Rencana mereka itu disetujui pada tanggal 22 Juni 1945, yang kemudian diberikan
nama dengan “Piagam Jakarta”.
Piagam
Jakarta berbunyi:
“Bahwa
sesungguhnya kemerdekaan itu ialah hak segala bangsa, dan oleh sebab itu maka
penjajahan di atas dunia harus dihapuskan, karena tidak sesuai dengan peri
kemanusiaan dan peri-keadilan.
Dan
perjuangan pergerakan Kemerdekaan Indonesia telah sampai kepada saat yang
berbahagia dengan selamat sentausa mengantarkan rakyat Indonesia kedepan pintu
gerbang Negara Indonesia, yang merdeka, bersatu, berdaulat, adil dan makmur.
Atas berkat rahmat Alloh Yang Maha Kuasa, dan dengan didorongkan oleh keinginan
luhur, supaya berkehidupan bebangsaan yang bebas, maka rakyat Indonesia dengan
ini menyatakan kemerdekaannya.

◆ Tugas:
Ringkaslah paragraf dalam kutipan tentang Piagam Jakarta yang diawali “Bahwa sesungguhnya kemerdekaan” tanpa menghilangkan fakta pokoknya. Daftar di bawah ini diambil dari sumber yang berbeda.

◆ Informasi yang Diberikan:
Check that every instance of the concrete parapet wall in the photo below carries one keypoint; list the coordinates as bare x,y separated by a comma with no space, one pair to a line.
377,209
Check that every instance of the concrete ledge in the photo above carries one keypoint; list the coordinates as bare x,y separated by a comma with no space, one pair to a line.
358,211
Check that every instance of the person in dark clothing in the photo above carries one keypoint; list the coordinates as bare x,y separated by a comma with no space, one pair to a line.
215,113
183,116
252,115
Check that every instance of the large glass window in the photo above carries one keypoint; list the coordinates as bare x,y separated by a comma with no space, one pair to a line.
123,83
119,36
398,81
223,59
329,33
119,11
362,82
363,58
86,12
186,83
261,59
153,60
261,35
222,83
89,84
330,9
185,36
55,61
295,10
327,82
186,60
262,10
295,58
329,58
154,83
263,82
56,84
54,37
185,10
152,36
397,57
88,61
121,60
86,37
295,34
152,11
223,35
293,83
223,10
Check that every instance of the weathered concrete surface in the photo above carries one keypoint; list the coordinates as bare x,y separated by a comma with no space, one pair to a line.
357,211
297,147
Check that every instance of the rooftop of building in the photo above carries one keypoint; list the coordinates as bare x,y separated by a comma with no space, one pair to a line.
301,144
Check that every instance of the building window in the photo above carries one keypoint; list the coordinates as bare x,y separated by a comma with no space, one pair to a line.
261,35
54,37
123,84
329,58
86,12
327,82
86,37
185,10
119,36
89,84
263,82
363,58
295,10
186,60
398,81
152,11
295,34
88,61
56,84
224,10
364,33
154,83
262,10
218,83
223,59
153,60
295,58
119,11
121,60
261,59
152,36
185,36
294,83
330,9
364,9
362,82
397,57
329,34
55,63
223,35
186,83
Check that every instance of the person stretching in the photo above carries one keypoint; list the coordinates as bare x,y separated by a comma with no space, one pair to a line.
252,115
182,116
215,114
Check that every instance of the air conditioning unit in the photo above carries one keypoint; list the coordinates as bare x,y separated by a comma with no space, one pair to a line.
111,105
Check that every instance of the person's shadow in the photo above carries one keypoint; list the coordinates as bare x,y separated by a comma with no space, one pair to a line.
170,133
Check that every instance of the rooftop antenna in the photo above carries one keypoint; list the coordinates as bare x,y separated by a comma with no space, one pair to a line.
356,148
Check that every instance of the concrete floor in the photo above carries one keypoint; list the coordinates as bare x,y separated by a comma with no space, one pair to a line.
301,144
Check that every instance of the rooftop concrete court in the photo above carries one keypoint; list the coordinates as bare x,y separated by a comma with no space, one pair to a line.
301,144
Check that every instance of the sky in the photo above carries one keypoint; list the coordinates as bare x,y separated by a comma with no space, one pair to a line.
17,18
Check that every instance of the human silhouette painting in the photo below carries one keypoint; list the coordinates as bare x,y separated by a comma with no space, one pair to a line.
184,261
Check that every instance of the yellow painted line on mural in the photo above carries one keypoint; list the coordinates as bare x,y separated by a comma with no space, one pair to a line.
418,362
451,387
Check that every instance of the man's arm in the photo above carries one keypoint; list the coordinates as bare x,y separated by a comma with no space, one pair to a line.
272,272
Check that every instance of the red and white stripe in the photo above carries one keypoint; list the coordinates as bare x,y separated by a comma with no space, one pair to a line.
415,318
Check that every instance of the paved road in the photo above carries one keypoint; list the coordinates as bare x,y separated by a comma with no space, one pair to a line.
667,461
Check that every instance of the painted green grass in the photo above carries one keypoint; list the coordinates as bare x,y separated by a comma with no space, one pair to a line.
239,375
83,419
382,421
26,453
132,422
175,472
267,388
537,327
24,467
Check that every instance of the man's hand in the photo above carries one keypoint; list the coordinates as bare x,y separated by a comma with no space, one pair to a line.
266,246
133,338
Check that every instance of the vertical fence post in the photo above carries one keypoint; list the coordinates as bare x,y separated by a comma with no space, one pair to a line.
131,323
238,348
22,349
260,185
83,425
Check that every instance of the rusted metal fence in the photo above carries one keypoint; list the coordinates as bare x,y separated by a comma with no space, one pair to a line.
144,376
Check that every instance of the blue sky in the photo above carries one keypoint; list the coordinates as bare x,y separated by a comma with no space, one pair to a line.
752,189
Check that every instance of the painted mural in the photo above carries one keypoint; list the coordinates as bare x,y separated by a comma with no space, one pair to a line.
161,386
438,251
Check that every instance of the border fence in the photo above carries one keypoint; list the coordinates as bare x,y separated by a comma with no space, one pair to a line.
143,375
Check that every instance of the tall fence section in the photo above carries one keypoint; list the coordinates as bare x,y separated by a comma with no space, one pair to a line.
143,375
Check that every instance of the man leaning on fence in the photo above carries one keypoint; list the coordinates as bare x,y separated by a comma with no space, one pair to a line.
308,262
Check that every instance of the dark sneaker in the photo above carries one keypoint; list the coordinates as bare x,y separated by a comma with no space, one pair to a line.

◆ Jawaban Tugas:
Kemerdekaan adalah hak semua bangsa, sehingga penjajahan di dunia harus dihapuskan karena bertentangan dengan perikemanusiaan dan perikeadilan.